EXERCISE BRIEF =>
Your task is to return the span of lines beginning at the one with "Give the segmentation of every instance of the crew" and ending at the last line of the data, exactly as it stands.

--- start TASK INPUTS ---

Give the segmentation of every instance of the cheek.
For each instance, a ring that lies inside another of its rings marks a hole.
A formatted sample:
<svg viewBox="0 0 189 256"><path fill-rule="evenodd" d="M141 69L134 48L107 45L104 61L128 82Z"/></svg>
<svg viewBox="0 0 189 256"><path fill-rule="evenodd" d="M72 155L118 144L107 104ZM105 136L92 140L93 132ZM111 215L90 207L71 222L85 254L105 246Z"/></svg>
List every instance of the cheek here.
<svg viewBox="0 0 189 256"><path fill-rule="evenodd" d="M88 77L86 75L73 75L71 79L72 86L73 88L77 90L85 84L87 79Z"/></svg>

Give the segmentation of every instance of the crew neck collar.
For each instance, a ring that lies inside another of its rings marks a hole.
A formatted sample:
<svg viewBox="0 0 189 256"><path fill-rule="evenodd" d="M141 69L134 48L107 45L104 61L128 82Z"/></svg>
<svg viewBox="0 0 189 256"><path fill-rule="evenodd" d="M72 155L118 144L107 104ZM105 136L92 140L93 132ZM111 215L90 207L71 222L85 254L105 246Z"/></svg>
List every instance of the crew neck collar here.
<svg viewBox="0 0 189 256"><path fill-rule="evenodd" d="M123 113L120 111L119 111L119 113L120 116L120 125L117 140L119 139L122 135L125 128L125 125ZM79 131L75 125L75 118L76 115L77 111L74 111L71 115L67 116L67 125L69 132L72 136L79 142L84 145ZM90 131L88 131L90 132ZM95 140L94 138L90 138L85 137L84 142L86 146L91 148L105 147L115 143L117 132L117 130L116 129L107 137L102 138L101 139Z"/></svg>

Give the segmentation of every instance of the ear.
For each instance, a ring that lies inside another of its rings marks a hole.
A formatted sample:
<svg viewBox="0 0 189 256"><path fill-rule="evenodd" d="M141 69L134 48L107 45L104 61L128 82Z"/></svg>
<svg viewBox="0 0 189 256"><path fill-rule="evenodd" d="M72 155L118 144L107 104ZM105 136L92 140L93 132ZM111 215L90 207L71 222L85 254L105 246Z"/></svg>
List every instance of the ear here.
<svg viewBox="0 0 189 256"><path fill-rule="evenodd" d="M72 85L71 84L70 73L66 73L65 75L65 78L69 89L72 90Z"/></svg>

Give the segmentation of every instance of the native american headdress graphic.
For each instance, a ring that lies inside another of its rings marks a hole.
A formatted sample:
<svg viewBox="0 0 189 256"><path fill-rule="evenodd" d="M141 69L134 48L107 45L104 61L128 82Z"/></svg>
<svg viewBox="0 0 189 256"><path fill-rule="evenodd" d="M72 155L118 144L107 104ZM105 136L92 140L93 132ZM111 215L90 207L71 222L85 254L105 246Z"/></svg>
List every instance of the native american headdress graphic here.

--- end TASK INPUTS ---

EXERCISE RESPONSE =>
Give the segmentation of every instance of the crew neck collar.
For each instance, a ring that lies inside another of its rings marks a hole.
A formatted sample:
<svg viewBox="0 0 189 256"><path fill-rule="evenodd" d="M141 69L134 48L107 45L104 61L128 82Z"/></svg>
<svg viewBox="0 0 189 256"><path fill-rule="evenodd" d="M72 155L118 144L107 104ZM105 136L92 140L93 132ZM111 215L90 207L71 222L85 254L105 246Z"/></svg>
List every instance of the crew neck collar here.
<svg viewBox="0 0 189 256"><path fill-rule="evenodd" d="M123 113L120 111L119 111L119 113L120 116L120 125L117 140L119 139L122 135L125 128L125 125ZM79 131L75 125L75 118L76 115L77 111L74 111L71 115L67 116L67 125L69 132L72 136L79 142L84 145ZM90 131L88 131L90 132ZM95 140L94 138L90 138L85 137L84 142L86 146L91 148L105 147L115 143L117 132L117 130L116 129L107 137L102 138L101 139Z"/></svg>

Give the segmentation of every instance of the ear.
For each instance, a ring that lies inside another of its rings marks a hole.
A formatted sample:
<svg viewBox="0 0 189 256"><path fill-rule="evenodd" d="M141 69L134 48L107 45L104 61L128 82Z"/></svg>
<svg viewBox="0 0 189 256"><path fill-rule="evenodd" d="M72 155L118 144L107 104ZM105 136L92 140L93 132ZM111 215L90 207L71 222L85 254L105 246Z"/></svg>
List every instance of the ear here.
<svg viewBox="0 0 189 256"><path fill-rule="evenodd" d="M72 85L71 84L70 73L66 73L65 75L65 78L69 89L72 90Z"/></svg>

Give the segmentation of every instance of the native american headdress graphic.
For each instance, a ring that lies inside another of its rings marks a hole.
A formatted sample:
<svg viewBox="0 0 189 256"><path fill-rule="evenodd" d="M141 69L134 48L107 45L104 61L128 82Z"/></svg>
<svg viewBox="0 0 189 256"><path fill-rule="evenodd" d="M72 155L118 144L107 104ZM105 136L92 140L93 132ZM111 215L90 207L71 222L85 254L105 246Z"/></svg>
List every instance of the native american headdress graphic here.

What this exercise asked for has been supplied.